### Directive a
Answer these questions from the text on linear model prediction:
(i) Which is wider, the confidence interval or the prediction interval?
(ii) What does the text call an extreme x-value?
(iii) When are correlated errors most often seen?

### Text block
------------------------------
From estimates of the 3 linear model parameters, we can obtain an estimated response distribution at any x-value.
The predicted response at any X varies from sample to sample. The prediction is more variable at x-values far from the mean of the 'training' data.
A distinction is made between estimating the mean response at X and predicting a new individual's response at X. Errors are larger (on average) when predicting a new individual's response.
A 95% confidence interval is used to estimate the mean response at X. A 95% prediction interval is similar, but gives a range of likely values for a new response value. The prediction interval is wider than the confidence interval.
The normal linear model involves assumptions of linearity, constant variance, normal error distribution and independence of different observations. Residuals can be examined to assess whether these assumptions are appropriate for a particular data set.
If the relationship between Y and X is nonlinear, a transformation of X may linearise the relationship.
Transforming the response may remove curvature in the relationship, but also affects whether the error standard deviation is constant. Fortunately, the same transformation of Y often removes curvature and non-constant standard deviation.
If a normal linear model describes the relationship between a transformation of the response and a transformation of the explanatory variable, predictions can be made by fitting the linear model to the transformed data, then performing the inverse transformation on the prediction.
An outlier is a response value that is unusually large or small. An extreme residual suggests an outlier and standardised residuals can be used to assess it. However if the outlier corresponds to an extreme x-value (a high leverage point) it may not show up as a large residual.
The errors in a normal linear model are assumed to have normal distributions. Violation of this assumption is less important than nonlinearity, non-constant variance or outliers, but a probability plot of the residuals can be used to assess normality.
The errors in a normal linear model are assumed to be independent. In data where the observations are recorded sequentially, successive errors are sometimes found to be correlated. Correlated errors can arise whatever the x-variable, but are most often seen when the x-variable is time itself.
------------------------------
### Stored data
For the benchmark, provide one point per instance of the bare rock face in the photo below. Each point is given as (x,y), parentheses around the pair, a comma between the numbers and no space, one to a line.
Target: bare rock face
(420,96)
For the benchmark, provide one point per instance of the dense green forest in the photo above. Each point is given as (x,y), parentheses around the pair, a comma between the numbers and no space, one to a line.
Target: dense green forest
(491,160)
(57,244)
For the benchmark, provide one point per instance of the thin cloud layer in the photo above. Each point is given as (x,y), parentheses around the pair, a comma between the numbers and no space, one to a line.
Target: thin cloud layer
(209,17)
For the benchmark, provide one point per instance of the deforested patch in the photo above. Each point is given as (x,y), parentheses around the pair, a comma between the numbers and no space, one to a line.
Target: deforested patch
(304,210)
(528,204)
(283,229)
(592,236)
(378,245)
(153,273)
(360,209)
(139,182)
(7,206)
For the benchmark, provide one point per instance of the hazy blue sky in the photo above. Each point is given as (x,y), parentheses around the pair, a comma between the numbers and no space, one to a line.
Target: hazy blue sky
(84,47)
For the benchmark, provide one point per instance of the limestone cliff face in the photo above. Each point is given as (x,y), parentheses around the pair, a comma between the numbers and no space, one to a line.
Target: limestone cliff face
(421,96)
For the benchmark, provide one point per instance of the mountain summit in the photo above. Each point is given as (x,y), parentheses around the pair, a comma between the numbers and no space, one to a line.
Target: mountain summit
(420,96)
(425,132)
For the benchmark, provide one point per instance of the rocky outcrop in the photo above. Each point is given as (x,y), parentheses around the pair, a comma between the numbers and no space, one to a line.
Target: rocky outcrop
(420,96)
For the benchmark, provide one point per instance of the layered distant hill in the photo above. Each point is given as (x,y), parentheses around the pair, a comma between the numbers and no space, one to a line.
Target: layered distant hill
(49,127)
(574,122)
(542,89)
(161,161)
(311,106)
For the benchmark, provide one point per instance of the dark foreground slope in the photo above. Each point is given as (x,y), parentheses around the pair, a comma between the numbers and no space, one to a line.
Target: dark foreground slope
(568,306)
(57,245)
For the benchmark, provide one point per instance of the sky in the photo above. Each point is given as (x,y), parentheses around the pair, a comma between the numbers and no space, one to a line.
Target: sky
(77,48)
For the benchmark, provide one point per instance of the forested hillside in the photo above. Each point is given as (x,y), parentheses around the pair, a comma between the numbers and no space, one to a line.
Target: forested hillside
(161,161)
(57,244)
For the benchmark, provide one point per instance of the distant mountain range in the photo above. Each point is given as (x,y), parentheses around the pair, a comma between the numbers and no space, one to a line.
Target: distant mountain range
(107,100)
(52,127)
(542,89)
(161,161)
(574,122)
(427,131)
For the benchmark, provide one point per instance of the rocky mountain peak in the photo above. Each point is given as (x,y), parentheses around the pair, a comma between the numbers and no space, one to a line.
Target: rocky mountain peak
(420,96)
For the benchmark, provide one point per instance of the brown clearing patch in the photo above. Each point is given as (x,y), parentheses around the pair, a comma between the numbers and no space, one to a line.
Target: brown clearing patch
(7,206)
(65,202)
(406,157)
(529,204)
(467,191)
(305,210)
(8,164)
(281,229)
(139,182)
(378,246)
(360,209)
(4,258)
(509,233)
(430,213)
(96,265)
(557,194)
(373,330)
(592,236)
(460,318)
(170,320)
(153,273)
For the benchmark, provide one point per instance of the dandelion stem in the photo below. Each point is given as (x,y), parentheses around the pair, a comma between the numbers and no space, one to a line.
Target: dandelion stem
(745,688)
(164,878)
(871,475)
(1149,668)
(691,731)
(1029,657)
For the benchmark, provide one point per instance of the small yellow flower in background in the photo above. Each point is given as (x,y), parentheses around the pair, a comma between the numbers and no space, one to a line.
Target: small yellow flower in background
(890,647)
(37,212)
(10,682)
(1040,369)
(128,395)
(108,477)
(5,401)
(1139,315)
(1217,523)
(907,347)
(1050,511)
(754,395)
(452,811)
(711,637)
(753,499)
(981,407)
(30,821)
------------------------------
### Directive b
State how many lines of the listing contain the word "background". Give only the number.

### Complete output a
(i) The prediction interval
(ii) A high leverage point
(iii) When the x-variable is time itself

### Complete output b
2